▶ [課題 1]
下に示すエントリから、「Where can you see the red」を含む行で始まり「point(113, 111)」を含む行で終わる範囲を、両端の行も含めて一字一句変えずに書き写してください。

▶ [選択テキスト]
----

例えば、本実施形態では、二輪車の特徴部分としてヘルメットを用い、四輪車の特徴部分としてナンバープレートを用いる場合を説明したが、これに限られず、その他の特徴部分を用いても、同様の処理を行うことができる。
【0043】
また、本実施形態では、四輪車のナンバープレートの種類として一段プレートと二段プレートとがある場合を用いて説明したが、これに限られず、1種類または3種類以上のナンバープレートがある場合にも適用することができる。
【0044】
上述の車両識別装置200は内部に、コンピュータシステムを有している。そして、上述した各処理部の動作は、プログラムの形式でコンピュータ読み取り可能な記録媒体に記憶されており、このプログラムをコンピュータが読み出して実行することによって、上記処理が行われる。ここでコンピュータ読み取り可能な記録媒体とは、磁気ディスク、光磁気ディスク、CD−ROM、DVD−ROM、半導体メモリ等をいう。また、このコンピュータプログラムを通信回線によってコンピュータに配信し、この配信を受けたコンピュータが当該プログラムを実行するようにしても良い。
【0045】
また、上記プログラムは、前述した機能の一部を実現するためのものであっても良い。さらに、前述した機能をコンピュータシステムにすでに記録されているプログラムとの組み合わせで実現できるもの、いわゆる差分ファイル(差分プログラム)であっても良い。

----

コレクションから取り出したエントリ:
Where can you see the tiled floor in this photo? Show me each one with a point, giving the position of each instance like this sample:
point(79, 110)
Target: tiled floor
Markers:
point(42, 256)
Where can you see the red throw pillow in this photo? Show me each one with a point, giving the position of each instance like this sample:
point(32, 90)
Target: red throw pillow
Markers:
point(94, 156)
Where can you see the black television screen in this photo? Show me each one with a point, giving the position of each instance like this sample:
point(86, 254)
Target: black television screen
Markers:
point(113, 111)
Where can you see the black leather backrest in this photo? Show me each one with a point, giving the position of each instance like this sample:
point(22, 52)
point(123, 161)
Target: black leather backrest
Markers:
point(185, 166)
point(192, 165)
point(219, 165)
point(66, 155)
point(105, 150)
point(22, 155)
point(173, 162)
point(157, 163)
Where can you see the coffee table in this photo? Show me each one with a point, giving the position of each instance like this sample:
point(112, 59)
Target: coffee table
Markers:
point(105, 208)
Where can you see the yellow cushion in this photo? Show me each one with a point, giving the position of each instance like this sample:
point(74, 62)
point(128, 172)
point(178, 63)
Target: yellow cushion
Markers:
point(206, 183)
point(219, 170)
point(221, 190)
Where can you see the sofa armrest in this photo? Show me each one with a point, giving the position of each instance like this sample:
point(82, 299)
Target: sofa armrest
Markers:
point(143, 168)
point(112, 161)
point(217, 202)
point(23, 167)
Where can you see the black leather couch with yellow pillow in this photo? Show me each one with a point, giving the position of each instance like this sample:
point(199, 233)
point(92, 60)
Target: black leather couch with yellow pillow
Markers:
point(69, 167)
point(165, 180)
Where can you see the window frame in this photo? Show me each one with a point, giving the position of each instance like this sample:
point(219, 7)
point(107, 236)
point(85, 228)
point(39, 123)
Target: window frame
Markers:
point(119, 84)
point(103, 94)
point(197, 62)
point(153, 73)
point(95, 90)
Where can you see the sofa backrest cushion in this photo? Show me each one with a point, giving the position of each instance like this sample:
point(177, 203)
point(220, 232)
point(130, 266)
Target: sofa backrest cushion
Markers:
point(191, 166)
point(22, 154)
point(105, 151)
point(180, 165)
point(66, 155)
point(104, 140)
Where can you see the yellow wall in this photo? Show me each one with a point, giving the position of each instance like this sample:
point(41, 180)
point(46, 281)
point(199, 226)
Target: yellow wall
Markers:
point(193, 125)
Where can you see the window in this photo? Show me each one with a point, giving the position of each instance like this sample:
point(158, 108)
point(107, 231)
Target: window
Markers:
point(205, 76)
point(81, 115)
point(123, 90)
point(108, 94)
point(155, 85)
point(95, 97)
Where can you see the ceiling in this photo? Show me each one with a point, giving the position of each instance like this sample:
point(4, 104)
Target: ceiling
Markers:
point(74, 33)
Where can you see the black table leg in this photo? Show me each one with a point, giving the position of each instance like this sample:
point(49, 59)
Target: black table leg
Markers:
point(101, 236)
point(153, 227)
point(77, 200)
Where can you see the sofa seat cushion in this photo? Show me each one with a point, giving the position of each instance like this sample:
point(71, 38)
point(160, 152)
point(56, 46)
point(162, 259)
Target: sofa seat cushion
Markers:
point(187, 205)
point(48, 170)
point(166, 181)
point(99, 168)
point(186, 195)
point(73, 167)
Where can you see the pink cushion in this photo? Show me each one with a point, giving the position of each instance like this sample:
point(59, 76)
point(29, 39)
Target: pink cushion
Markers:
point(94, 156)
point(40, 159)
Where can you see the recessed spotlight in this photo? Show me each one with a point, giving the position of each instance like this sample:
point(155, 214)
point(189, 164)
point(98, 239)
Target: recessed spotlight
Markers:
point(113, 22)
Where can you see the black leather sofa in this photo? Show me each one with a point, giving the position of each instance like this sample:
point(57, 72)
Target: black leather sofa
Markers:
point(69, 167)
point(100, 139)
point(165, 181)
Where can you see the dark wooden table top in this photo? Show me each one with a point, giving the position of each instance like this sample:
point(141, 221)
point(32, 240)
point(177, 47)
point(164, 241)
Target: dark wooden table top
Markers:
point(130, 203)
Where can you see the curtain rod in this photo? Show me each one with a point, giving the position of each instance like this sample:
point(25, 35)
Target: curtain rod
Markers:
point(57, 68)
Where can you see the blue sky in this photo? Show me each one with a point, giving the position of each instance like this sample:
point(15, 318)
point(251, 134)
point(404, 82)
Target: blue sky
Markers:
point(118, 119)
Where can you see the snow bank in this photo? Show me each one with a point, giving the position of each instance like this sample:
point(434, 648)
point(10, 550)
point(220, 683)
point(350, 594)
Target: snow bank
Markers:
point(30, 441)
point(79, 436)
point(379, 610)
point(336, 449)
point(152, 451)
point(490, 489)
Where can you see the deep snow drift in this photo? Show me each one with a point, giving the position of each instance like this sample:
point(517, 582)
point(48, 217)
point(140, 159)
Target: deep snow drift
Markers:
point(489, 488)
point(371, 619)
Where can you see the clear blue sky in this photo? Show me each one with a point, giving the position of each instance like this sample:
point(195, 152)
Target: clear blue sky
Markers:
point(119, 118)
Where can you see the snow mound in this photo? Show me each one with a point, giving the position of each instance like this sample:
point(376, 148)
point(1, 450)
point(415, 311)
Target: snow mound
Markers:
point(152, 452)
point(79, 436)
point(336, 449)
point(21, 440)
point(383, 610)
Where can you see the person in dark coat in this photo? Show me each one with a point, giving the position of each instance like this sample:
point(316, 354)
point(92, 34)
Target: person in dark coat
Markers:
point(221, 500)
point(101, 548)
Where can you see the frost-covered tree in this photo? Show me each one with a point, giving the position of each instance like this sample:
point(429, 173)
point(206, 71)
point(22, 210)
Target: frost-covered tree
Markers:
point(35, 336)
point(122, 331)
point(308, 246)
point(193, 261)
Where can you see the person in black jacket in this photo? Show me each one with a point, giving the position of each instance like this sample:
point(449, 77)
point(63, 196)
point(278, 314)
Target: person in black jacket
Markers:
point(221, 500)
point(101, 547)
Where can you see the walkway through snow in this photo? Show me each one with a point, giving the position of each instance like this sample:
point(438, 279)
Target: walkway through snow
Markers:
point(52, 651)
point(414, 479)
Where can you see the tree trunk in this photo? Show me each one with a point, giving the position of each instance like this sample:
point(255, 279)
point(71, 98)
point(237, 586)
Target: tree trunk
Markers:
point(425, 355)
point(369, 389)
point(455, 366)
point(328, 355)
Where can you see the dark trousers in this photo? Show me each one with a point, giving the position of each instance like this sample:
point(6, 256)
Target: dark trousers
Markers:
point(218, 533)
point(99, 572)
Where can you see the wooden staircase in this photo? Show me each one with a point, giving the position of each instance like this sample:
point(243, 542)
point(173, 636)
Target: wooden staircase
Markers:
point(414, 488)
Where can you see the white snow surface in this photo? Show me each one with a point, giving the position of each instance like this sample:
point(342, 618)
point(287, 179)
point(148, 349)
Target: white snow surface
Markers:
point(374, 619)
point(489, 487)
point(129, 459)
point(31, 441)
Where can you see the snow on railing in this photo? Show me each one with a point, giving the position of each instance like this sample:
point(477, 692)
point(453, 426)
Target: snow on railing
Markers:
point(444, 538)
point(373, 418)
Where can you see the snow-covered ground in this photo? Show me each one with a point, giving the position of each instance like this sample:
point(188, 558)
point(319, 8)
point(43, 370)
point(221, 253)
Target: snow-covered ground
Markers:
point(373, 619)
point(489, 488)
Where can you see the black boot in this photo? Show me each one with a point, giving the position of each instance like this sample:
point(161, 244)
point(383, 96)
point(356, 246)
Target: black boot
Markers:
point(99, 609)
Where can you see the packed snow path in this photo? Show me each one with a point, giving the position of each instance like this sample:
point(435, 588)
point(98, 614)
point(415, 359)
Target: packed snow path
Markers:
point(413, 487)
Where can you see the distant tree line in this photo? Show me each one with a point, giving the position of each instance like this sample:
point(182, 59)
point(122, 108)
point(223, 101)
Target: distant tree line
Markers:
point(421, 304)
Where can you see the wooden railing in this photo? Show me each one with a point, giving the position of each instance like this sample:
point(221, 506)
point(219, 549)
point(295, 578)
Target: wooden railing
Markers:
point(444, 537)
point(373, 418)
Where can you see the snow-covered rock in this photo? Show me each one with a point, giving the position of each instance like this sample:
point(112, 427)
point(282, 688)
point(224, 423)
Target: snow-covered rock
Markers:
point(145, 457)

----

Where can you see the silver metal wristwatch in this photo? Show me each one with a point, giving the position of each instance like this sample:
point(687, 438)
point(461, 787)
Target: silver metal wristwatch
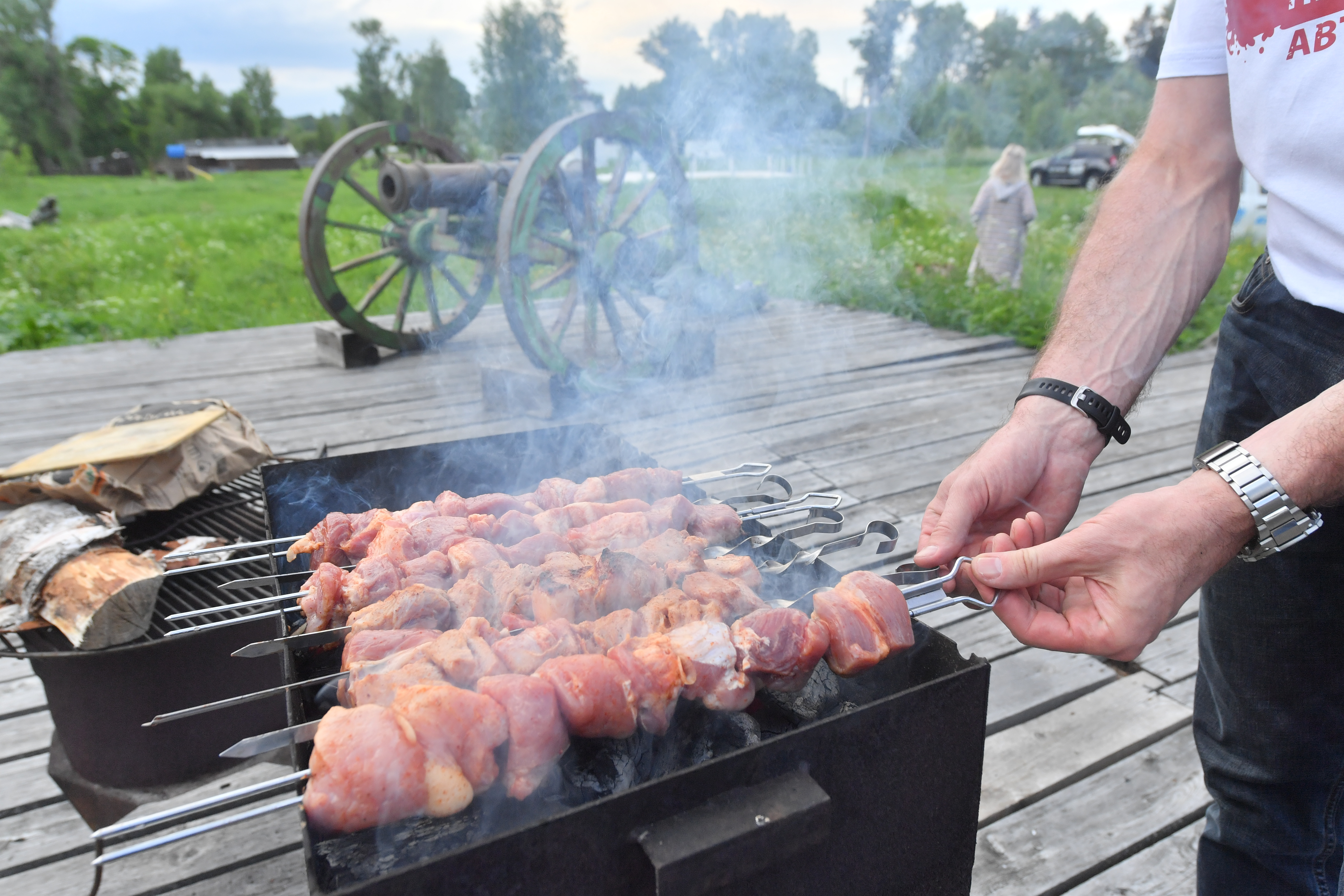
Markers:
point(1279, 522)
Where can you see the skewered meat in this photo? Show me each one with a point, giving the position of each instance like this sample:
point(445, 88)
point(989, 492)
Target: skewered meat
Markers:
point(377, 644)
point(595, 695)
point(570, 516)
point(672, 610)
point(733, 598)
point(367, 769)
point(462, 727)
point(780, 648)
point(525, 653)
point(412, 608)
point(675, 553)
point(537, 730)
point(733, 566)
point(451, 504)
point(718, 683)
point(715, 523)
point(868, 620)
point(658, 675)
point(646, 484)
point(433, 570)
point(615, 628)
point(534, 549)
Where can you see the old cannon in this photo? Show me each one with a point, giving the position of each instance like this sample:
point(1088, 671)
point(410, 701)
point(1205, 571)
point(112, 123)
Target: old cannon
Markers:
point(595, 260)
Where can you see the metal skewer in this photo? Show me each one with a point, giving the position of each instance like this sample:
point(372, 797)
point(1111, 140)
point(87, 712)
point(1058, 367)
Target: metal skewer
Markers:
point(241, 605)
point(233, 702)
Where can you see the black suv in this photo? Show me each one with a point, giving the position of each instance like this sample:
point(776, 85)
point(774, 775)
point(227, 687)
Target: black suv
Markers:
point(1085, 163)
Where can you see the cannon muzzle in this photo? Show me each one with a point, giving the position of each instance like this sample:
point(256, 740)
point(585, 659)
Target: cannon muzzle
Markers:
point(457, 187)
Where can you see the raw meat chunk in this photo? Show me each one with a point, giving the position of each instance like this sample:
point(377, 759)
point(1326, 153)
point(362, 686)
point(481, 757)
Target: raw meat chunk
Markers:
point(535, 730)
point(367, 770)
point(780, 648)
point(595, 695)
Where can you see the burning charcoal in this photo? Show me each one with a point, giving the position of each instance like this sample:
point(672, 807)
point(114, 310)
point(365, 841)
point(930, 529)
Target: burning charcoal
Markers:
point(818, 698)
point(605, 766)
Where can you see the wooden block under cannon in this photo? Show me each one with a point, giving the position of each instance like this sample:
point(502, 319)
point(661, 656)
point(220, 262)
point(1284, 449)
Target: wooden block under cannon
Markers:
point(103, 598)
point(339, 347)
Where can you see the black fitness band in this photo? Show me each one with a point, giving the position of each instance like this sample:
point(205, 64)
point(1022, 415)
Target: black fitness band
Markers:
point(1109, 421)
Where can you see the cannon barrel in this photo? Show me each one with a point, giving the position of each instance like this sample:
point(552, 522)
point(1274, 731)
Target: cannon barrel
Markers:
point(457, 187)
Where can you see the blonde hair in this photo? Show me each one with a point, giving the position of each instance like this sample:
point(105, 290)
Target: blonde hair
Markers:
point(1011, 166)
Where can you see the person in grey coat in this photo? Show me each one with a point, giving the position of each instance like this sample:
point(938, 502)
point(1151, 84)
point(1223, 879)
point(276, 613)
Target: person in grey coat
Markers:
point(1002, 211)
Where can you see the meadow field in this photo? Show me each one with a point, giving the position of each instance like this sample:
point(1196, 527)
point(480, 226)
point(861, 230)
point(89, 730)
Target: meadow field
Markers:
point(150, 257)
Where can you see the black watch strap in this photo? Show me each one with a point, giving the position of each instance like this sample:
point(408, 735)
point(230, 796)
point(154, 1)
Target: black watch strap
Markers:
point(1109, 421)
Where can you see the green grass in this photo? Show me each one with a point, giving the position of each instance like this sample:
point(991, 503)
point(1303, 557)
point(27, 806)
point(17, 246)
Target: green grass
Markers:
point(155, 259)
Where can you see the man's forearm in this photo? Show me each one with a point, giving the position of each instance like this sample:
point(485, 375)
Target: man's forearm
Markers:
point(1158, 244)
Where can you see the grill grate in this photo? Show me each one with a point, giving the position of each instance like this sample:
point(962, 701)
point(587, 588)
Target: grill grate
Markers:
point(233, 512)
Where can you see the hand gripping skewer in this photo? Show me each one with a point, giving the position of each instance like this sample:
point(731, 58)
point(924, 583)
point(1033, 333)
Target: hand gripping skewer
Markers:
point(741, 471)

----

▶ [課題 2]
選択テキストにある「ここでコンピュータ読み取り可能な記録媒体とは、磁気ディスク、光磁気ディスク、CD−ROM、DVD−ROM、半導体メモリ等をいう。」という一文を英語に訳してください。

▶ [模範解答 1]
Where can you see the red throw pillow in this photo? Show me each one with a point, giving the position of each instance like this sample:
point(32, 90)
Target: red throw pillow
Markers:
point(94, 156)
Where can you see the black television screen in this photo? Show me each one with a point, giving the position of each instance like this sample:
point(86, 254)
Target: black television screen
Markers:
point(113, 111)

▶ [模範解答 2]
Here, a computer-readable recording medium refers to a magnetic disk, a magneto-optical disk, a CD-ROM, a DVD-ROM, a semiconductor memory, or the like.